WORK INSTRUCTIONS
Beginning with the line in which "white cloud, reporting" appears, transcribe each line word for word until the records end. Do not include pictures.

Point-per-instance localization data:
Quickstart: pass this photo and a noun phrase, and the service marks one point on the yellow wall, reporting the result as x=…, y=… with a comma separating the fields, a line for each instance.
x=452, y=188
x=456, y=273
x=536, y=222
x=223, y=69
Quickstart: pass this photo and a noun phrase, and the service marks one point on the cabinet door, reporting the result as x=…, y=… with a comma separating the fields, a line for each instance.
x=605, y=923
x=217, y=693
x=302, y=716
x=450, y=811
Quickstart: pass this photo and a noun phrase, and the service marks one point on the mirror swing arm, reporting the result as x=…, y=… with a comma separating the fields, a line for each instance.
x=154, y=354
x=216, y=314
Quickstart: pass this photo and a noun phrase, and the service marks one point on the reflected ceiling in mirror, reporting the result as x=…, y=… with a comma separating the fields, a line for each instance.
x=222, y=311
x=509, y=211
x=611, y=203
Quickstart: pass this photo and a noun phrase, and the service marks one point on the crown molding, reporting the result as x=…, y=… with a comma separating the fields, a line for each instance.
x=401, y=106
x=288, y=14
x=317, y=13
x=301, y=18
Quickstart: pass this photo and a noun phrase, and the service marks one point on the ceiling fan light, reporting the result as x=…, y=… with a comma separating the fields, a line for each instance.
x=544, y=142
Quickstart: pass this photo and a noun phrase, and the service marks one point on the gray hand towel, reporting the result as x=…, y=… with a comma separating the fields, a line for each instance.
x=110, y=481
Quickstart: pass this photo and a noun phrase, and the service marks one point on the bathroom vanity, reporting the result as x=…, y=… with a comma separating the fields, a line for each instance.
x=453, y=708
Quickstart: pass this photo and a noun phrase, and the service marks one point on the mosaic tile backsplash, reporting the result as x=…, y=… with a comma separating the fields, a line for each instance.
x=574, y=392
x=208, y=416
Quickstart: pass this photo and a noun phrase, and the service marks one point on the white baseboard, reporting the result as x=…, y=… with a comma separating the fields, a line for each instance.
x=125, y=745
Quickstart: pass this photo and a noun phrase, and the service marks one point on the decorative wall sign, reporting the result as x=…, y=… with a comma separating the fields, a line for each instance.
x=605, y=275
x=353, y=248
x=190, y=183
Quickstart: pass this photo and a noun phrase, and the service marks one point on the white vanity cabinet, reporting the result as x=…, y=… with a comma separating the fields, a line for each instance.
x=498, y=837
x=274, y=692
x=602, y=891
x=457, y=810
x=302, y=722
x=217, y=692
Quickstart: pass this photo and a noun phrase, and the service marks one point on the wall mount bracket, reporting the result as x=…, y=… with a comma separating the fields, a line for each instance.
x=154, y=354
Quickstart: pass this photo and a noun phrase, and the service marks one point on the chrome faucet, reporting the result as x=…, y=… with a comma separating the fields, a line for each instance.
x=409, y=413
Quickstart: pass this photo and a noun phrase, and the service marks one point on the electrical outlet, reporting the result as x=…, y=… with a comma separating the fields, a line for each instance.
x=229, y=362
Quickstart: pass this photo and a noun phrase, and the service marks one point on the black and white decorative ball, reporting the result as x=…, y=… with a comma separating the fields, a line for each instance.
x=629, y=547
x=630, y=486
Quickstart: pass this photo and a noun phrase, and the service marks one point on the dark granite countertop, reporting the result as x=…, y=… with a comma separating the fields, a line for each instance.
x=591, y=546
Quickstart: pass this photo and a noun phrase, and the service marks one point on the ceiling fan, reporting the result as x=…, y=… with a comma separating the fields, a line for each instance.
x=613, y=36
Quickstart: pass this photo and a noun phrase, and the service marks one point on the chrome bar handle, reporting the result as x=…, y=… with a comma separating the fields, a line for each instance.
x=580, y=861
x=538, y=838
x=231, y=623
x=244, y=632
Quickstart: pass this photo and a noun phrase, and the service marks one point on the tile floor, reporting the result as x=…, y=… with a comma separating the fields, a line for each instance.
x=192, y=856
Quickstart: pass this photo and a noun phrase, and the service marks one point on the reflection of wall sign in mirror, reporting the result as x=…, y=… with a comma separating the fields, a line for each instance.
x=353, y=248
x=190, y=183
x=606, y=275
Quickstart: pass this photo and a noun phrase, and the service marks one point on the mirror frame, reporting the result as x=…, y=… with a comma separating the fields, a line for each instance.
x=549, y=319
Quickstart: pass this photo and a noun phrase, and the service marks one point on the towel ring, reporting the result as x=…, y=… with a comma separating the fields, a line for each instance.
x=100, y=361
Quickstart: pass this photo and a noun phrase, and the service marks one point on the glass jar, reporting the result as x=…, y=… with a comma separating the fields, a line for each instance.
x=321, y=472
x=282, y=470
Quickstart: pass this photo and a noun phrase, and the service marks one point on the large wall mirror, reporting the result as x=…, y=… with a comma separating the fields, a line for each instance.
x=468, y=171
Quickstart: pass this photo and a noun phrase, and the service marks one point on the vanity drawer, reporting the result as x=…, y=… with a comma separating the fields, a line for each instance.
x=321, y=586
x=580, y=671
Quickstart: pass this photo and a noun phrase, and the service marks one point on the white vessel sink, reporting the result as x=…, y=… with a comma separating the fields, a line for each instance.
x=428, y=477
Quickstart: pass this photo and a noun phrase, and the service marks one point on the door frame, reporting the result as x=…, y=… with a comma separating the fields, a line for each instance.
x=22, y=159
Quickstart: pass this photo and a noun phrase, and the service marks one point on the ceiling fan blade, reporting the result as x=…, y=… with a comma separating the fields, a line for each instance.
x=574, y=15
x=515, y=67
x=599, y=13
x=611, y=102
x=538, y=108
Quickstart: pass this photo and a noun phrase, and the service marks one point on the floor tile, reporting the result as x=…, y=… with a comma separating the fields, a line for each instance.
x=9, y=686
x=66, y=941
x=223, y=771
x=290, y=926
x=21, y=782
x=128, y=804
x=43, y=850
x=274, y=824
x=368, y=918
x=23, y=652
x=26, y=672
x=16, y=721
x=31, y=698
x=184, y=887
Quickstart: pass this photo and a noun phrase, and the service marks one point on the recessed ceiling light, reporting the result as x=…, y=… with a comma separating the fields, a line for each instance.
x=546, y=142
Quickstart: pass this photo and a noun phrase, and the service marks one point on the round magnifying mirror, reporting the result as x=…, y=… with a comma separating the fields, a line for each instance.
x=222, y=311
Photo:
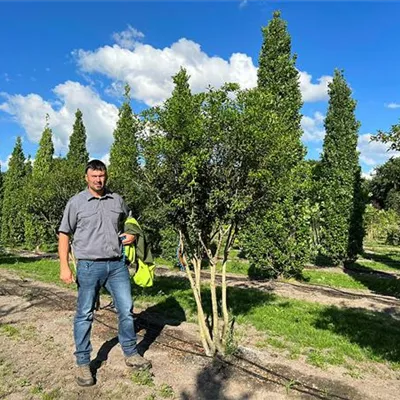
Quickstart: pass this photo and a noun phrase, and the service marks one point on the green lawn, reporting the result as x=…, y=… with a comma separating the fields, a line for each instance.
x=323, y=335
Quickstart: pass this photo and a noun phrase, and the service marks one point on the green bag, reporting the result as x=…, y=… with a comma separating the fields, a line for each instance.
x=144, y=276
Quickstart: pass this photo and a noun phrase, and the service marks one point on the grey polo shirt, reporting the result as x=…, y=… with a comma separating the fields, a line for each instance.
x=95, y=224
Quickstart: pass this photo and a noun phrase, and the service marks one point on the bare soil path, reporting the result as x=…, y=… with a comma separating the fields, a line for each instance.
x=36, y=360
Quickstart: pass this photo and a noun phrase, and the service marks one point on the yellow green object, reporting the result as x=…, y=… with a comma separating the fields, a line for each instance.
x=139, y=253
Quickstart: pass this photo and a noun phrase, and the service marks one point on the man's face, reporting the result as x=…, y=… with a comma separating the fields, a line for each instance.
x=96, y=180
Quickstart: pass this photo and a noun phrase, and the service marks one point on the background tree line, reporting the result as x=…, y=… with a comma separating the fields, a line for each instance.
x=205, y=172
x=225, y=157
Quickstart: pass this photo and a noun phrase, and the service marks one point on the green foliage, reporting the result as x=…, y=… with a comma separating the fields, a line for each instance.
x=393, y=237
x=142, y=378
x=78, y=155
x=1, y=194
x=340, y=196
x=276, y=238
x=46, y=201
x=35, y=193
x=385, y=185
x=44, y=155
x=392, y=137
x=279, y=242
x=13, y=215
x=379, y=223
x=124, y=171
x=169, y=243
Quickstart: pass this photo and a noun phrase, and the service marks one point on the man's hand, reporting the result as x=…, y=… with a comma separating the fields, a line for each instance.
x=129, y=239
x=66, y=275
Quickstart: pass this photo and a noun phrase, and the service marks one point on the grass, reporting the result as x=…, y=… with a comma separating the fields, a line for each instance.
x=9, y=331
x=166, y=391
x=352, y=280
x=142, y=378
x=322, y=335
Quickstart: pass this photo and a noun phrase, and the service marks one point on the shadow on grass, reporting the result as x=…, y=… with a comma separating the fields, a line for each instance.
x=375, y=332
x=152, y=320
x=376, y=281
x=214, y=378
x=240, y=300
x=211, y=382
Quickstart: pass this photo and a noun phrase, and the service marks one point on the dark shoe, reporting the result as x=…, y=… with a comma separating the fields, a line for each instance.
x=84, y=376
x=137, y=361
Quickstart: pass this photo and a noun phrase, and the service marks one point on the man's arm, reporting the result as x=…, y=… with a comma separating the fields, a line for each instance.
x=63, y=252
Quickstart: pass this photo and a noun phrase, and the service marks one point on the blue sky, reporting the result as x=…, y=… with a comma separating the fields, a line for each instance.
x=56, y=56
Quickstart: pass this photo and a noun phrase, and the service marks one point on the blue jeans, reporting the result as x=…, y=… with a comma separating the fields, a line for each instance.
x=91, y=276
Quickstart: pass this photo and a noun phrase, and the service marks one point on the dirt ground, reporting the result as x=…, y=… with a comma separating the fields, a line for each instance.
x=36, y=360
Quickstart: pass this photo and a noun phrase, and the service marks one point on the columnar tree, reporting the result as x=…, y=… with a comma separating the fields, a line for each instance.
x=340, y=196
x=38, y=194
x=385, y=185
x=12, y=228
x=1, y=193
x=44, y=154
x=78, y=155
x=207, y=165
x=124, y=171
x=277, y=237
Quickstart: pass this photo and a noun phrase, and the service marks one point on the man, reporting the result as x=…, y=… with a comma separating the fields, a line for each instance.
x=95, y=217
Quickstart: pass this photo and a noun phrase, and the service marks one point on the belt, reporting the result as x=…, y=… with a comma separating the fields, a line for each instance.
x=102, y=259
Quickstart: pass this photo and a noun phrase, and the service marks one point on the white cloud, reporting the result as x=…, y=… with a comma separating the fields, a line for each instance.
x=368, y=175
x=374, y=153
x=313, y=127
x=128, y=38
x=99, y=116
x=4, y=163
x=106, y=159
x=148, y=70
x=314, y=91
x=393, y=105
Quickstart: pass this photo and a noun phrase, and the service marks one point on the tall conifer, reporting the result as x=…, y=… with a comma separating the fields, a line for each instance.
x=124, y=167
x=340, y=189
x=12, y=228
x=277, y=239
x=78, y=155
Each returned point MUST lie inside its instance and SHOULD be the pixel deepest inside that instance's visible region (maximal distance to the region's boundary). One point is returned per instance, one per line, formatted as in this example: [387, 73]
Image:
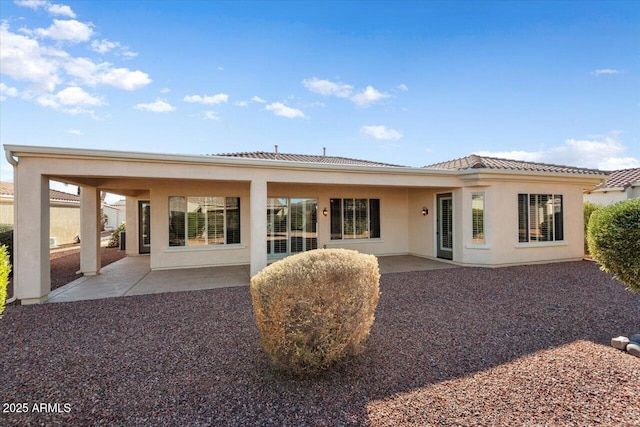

WRITTEN RESPONSE
Quickstart: pass this photo and a noun phrase, and the service marks one point on the white cloud, reporting the result as x=…, y=… with a comma separating the fields, a line for each instance.
x=368, y=175
x=374, y=153
x=313, y=127
x=128, y=38
x=99, y=116
x=4, y=163
x=106, y=159
x=148, y=70
x=314, y=91
x=393, y=105
Quickstart: pass this photo and a noun phrase, and the service marks one point on the tall conifer, reporting the result as x=…, y=… with a comma separating the fields, a line for each instance.
x=124, y=167
x=340, y=189
x=12, y=228
x=277, y=239
x=78, y=155
Each returned point MUST lie inside its instance and SHOULD be the pixel deepest inside that instance's visible region (maximal distance to the region's boundary). One point is returned per instance, one per line, formatted as in this example: [387, 73]
Image:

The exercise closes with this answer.